課題の内容 |
1) 防災工学の講義を紹介する文章を読み、次の問いに答えよ。
(a) この講義の担当講師は誰か。
(b) 「災害イマジネーション」で踏まえる発災時の条件として、どのようなものが挙げられているか。
(c) この能力が最も重要だとされる理由は何か。
2) 防災工学の講義を紹介する文章を、最後の文の後から書き継げ。

本文抜粋 |
§

また担当講師である目黒がこの講義の受講者に期待することは、防災工学の基本的な用語や知識を身につけることは当然として、将来確実にやってくる地震をはじめとする巨大ハザードから、自分と自分の最も大切なものを守る術を一緒に考えること、そしてエンジニアとしての重い責任を認識することである。
科目目的
適切な防災対策の立案と実施において最も重要な「災害イマジネーション」を身につけること。「災害イマジネーション」とは、ハザードと対象地域の地域特性(自然環境特性と社会環境特性から構成)と発災時の条件(季節や天候、曜日や時刻)を踏まえた上で、発災からの時間経過に基づいて、自分の周りで発生する状況を正しく想像する能力。この能力が最も重要な理由は、人間は自分が想像できないことに対して、適切に備えたり、対応したりすることは絶対にできないためである。

§

提供記録 |

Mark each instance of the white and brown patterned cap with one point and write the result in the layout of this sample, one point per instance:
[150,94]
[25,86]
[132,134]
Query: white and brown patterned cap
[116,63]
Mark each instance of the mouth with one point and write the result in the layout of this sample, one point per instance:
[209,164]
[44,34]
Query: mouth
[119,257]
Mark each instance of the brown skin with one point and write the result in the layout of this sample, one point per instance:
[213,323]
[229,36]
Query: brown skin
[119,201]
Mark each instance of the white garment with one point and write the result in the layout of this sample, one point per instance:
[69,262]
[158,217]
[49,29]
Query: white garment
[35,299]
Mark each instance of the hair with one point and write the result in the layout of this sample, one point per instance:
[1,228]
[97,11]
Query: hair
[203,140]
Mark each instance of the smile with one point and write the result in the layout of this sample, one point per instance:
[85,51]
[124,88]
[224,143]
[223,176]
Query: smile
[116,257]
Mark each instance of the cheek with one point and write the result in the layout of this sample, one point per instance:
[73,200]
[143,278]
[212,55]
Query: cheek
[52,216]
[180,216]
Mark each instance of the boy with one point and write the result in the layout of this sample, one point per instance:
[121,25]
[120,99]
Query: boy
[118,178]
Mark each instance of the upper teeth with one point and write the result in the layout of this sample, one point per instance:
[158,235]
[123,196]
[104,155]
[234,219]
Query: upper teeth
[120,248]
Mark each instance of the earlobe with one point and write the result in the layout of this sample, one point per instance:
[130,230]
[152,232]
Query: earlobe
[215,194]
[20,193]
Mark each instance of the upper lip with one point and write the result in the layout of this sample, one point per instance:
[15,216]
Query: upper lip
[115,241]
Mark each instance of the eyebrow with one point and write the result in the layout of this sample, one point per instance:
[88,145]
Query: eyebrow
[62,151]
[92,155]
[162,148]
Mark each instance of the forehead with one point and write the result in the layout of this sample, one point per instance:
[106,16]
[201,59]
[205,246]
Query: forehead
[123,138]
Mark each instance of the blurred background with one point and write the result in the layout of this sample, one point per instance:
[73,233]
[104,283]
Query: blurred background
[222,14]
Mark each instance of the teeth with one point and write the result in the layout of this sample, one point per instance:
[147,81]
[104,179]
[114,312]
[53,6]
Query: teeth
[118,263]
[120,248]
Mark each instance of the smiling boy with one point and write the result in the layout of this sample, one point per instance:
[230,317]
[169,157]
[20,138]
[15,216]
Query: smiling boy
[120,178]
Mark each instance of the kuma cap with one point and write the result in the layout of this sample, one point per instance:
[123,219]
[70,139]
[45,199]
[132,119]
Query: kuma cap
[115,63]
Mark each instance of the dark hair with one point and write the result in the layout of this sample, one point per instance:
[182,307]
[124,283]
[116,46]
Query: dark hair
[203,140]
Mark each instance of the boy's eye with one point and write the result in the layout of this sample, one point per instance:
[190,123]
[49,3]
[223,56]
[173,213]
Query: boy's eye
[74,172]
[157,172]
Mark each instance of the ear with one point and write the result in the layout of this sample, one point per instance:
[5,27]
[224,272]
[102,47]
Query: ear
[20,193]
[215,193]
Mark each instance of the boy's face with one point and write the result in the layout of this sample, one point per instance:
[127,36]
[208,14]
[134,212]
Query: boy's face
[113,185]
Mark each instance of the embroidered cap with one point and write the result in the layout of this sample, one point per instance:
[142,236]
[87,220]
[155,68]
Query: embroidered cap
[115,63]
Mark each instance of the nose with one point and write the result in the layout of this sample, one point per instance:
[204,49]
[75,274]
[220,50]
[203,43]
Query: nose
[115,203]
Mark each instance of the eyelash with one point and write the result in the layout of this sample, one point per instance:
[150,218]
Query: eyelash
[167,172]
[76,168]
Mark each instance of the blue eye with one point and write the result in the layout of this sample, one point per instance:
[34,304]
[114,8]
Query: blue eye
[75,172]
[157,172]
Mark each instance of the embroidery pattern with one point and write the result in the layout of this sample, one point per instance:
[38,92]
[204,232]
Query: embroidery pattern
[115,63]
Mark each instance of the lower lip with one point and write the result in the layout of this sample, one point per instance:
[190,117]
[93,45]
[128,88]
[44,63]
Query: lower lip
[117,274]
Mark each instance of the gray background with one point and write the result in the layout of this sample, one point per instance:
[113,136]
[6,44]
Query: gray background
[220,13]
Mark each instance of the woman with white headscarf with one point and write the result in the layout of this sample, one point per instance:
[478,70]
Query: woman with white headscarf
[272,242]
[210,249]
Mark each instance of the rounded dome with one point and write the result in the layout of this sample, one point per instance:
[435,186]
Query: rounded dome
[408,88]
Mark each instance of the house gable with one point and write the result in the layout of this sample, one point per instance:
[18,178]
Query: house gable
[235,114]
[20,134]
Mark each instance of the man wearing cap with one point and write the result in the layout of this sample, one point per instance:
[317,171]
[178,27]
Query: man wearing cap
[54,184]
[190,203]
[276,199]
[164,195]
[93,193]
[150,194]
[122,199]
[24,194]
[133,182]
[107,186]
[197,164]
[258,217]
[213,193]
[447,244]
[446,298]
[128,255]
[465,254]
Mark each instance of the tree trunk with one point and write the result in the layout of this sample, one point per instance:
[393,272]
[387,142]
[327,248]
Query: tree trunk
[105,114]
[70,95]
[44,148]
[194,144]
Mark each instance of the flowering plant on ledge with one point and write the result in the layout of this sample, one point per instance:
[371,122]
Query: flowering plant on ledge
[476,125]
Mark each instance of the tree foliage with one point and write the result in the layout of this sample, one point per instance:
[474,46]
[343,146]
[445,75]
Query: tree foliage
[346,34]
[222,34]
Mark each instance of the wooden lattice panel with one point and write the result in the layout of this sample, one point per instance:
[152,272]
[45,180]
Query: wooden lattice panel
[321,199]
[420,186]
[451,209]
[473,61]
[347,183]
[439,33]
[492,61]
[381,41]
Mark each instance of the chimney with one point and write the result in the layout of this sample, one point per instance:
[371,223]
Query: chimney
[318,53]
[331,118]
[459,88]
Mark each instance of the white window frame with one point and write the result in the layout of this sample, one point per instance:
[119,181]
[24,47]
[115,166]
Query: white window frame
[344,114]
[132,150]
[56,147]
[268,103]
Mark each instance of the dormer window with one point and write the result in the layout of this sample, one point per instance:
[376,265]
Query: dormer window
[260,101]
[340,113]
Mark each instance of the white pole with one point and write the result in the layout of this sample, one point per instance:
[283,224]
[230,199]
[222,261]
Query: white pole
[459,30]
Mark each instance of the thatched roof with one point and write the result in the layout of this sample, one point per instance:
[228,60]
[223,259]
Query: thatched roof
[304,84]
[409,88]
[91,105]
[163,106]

§

解答例 |
1)
(a) 目黒
(b) 季節や天候、曜日や時刻
(c) 人間は、自分が想像できないことに対して適切に備えたり対応したりすることが絶対にできないため。

2)
加えて、少子高齢人口減少、財政的な制約が厳しくなっていく中での今後の災害対策のあり方について理解する。
到達目標
講義の目標は、防災工学の基本的な知識を身につけることは当然として、以下の点を自覚すること。
エンジニアである自分達が「社会施設の性能を決めている」事実、その施設を自分や自分の家族をはじめとする多くの人々が毎日使い、運が悪ければ、性能の悪い施設を利用している時間帯に各種の災害が襲い、被害に遭ってしまうこと。自分達が構造計算し、設計・施工し、維持管理している構造物や施設が壊れて人を殺し、傷つけてしまうこと。自分の最も大切なものが自分達の手による施設や構造物の被害によって失われること。
授業計画と内容
下記の計画と内容に基づいて講義を実施する。
第1回 講義概要と我が国の災害(過去の大災害の教訓)
第2回 地域社会と都市防災
第3回 災害法制度の変遷と防災体制
第4回 防災対策の基本と災害対応の循環体系
第5回 気象災害とその対応
第6回 地震災害とその対応
第7回 津波災害とその対応
第8回 延焼火災とその対応
第9回 土木・建築構造物の安全性
第10回 建築物の耐震・免震・制振構造
第11回 土木構造物の耐震・免震・制振構造
第12回 被害軽減のための事前準備(防災マニュアル、災害情報)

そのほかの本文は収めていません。